§ Instrucción escrita: Extrae sin cambios, del texto sobre la decadencia de la cultura democrática, el fragmento que va desde "La cultura, que" hasta "forma de caceroladas.", ambos incluidos.

§ Texto proporcionado:
------------------------
Personajes éstos cuya cultura estriba en un sentido de la autoridad abyecto, donde la canallesca es motivos de engreimiento y, lo peor, alimentada por esa parte del pueblo que los aplaude, jalea y lleva en volandas para mayor regocijo del ego, tan conocido y previsible de los imbéciles alzados al liderazgo.
La cultura debería servir para que todo eso no ocurriera: para algo que en esa decadencia y cultura democrática impidiera – no por inhabilitación sino por cultura electoral- la posibilidad de situar a estos reventadores de diálogo en la tribuna de oradores, en despacho o sillones de toma de decisiones trascendentes.
La cultura, que tantos jóvenes ponen de manifiesto en movimientos generadores de cambios positivos en todo el mundo, se ve anulada por el pavoneo ridículo e insultante de este segmento de población cuyos votantes son el hecho a analizar. La cultura y con ello la sensibilidad y sensibilización que ha entrado en decadencia absoluta, ha propiciado que los medios de comunicación dirijan su mirada a estos pseudo-líderes de aspiraciones criminales y guante blanco. Sí, los medios han puesto en la balanza los índices de audiencia y aceptación, en vez que salvar el hecho cultural, el conocimiento y la salud democrática no sólo en España sino en el mundo. El macarrismo vende, se eleva a diferente. La mentira del Yo frente a la colectividad, ahuyenta el fantasma de insurgencia, opuesta a la insurgencia del fascismo y la patochada en forma de caceroladas.
------------------------
Parte de un archivo de datos:
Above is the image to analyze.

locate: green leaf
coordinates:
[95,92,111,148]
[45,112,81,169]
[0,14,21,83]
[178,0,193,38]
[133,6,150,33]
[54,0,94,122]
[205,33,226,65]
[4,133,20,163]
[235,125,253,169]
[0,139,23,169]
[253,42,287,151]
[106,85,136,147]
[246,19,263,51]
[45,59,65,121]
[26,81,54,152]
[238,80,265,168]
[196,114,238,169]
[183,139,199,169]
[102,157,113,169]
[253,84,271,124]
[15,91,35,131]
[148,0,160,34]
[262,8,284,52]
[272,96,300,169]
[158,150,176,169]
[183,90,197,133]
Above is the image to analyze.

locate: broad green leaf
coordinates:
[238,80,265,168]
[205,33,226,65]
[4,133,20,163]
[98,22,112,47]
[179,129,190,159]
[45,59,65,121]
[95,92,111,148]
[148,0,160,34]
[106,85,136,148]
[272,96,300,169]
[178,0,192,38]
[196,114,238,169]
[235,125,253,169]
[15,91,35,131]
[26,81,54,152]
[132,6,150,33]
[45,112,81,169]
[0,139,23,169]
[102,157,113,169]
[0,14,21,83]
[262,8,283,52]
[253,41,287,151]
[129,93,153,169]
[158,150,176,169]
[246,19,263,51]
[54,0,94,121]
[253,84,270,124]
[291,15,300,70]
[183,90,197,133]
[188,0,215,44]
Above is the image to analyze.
------------------------
§ Respuesta a la tarea:
La cultura, que tantos jóvenes ponen de manifiesto en movimientos generadores de cambios positivos en todo el mundo, se ve anulada por el pavoneo ridículo e insultante de este segmento de población cuyos votantes son el hecho a analizar. La cultura y con ello la sensibilidad y sensibilización que ha entrado en decadencia absoluta, ha propiciado que los medios de comunicación dirijan su mirada a estos pseudo-líderes de aspiraciones criminales y guante blanco. Sí, los medios han puesto en la balanza los índices de audiencia y aceptación, en vez que salvar el hecho cultural, el conocimiento y la salud democrática no sólo en España sino en el mundo. El macarrismo vende, se eleva a diferente. La mentira del Yo frente a la colectividad, ahuyenta el fantasma de insurgencia, opuesta a la insurgencia del fascismo y la patochada en forma de caceroladas.